◆ Problem
Your task is to copy every record exactly.

(Dataset content begins)

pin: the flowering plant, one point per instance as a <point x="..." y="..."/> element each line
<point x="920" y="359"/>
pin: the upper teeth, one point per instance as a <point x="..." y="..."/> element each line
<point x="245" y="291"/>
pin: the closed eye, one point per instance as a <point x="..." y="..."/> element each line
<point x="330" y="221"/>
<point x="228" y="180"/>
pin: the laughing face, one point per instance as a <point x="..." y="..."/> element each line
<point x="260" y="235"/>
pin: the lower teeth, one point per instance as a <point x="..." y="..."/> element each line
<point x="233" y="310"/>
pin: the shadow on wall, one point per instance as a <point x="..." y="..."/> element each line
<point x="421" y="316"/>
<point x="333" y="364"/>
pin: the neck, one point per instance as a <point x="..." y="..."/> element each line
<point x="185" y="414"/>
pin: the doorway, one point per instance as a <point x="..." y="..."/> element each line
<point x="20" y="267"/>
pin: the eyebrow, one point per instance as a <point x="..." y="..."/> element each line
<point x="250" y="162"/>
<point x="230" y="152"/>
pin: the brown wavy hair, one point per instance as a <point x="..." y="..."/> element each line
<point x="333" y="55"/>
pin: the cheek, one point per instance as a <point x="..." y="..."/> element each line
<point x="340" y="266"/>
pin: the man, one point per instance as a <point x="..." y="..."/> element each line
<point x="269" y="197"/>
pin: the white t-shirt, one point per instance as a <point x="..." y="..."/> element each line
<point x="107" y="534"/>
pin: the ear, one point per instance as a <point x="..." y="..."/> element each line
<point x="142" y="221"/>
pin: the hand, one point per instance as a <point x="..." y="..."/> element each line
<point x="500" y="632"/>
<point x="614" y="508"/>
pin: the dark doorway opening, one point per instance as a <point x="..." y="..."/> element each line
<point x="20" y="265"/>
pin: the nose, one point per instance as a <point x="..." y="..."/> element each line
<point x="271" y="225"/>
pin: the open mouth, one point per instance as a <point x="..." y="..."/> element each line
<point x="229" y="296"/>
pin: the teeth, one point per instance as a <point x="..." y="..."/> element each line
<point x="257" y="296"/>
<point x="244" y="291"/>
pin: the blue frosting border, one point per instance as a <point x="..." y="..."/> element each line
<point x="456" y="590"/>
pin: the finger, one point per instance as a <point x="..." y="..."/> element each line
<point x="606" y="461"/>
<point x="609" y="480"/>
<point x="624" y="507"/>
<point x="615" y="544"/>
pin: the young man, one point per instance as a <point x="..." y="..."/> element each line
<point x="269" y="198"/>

(Dataset content ends)

◆ Solution to this exercise
pin: the flowering plant, one point per instance as a <point x="..." y="..."/> element each line
<point x="920" y="359"/>
pin: the upper teeth, one point per instance as a <point x="..." y="..."/> element each line
<point x="245" y="291"/>
pin: the closed eye, one point per instance as a <point x="..." y="..."/> element each line
<point x="330" y="221"/>
<point x="228" y="180"/>
pin: the laughing face, one point per instance as a <point x="..." y="..."/> element each line
<point x="260" y="235"/>
pin: the lower teeth, one point per instance as a <point x="..." y="..."/> element each line
<point x="233" y="310"/>
pin: the shadow on wall, one point per instance as a <point x="..." y="..."/> element each line
<point x="421" y="316"/>
<point x="333" y="364"/>
pin: the neck, one point per instance as a <point x="..." y="..."/> element each line
<point x="185" y="414"/>
pin: the doorway, one point per instance as a <point x="..." y="..."/> element each line
<point x="20" y="267"/>
pin: the eyebrow, one point per instance as a <point x="..." y="..."/> element each line
<point x="250" y="162"/>
<point x="230" y="152"/>
pin: the brown wavy hair, one point per instance as a <point x="..." y="..."/> element each line
<point x="333" y="55"/>
pin: the cheek, one point per instance as a <point x="..." y="..."/> element each line
<point x="340" y="266"/>
pin: the man, one point per instance as a <point x="..." y="..."/> element each line
<point x="269" y="197"/>
pin: the white t-shirt, one point per instance as a <point x="..." y="..."/> element each line
<point x="107" y="534"/>
pin: the ear, one point per instance as a <point x="..." y="..."/> element each line
<point x="142" y="221"/>
pin: the hand, one point per instance as a <point x="..." y="..."/> element each line
<point x="500" y="632"/>
<point x="614" y="508"/>
pin: the dark doorway opening, one point per instance as a <point x="..." y="..."/> element each line
<point x="20" y="265"/>
pin: the nose, one point per instance as a <point x="..." y="..."/> element each line
<point x="271" y="225"/>
pin: the open mouth, one point per instance as a <point x="..." y="..."/> element each line
<point x="229" y="296"/>
pin: the teeth, one point per instance as a <point x="..." y="..."/> element each line
<point x="257" y="296"/>
<point x="244" y="291"/>
pin: the blue frosting border, one point per instance as a <point x="..." y="..."/> element each line
<point x="456" y="590"/>
pin: the finger, one point per instance as a <point x="..." y="..."/> element each line
<point x="606" y="461"/>
<point x="609" y="480"/>
<point x="624" y="507"/>
<point x="615" y="544"/>
pin: the young man, one point per instance as a <point x="..." y="..."/> element each line
<point x="269" y="198"/>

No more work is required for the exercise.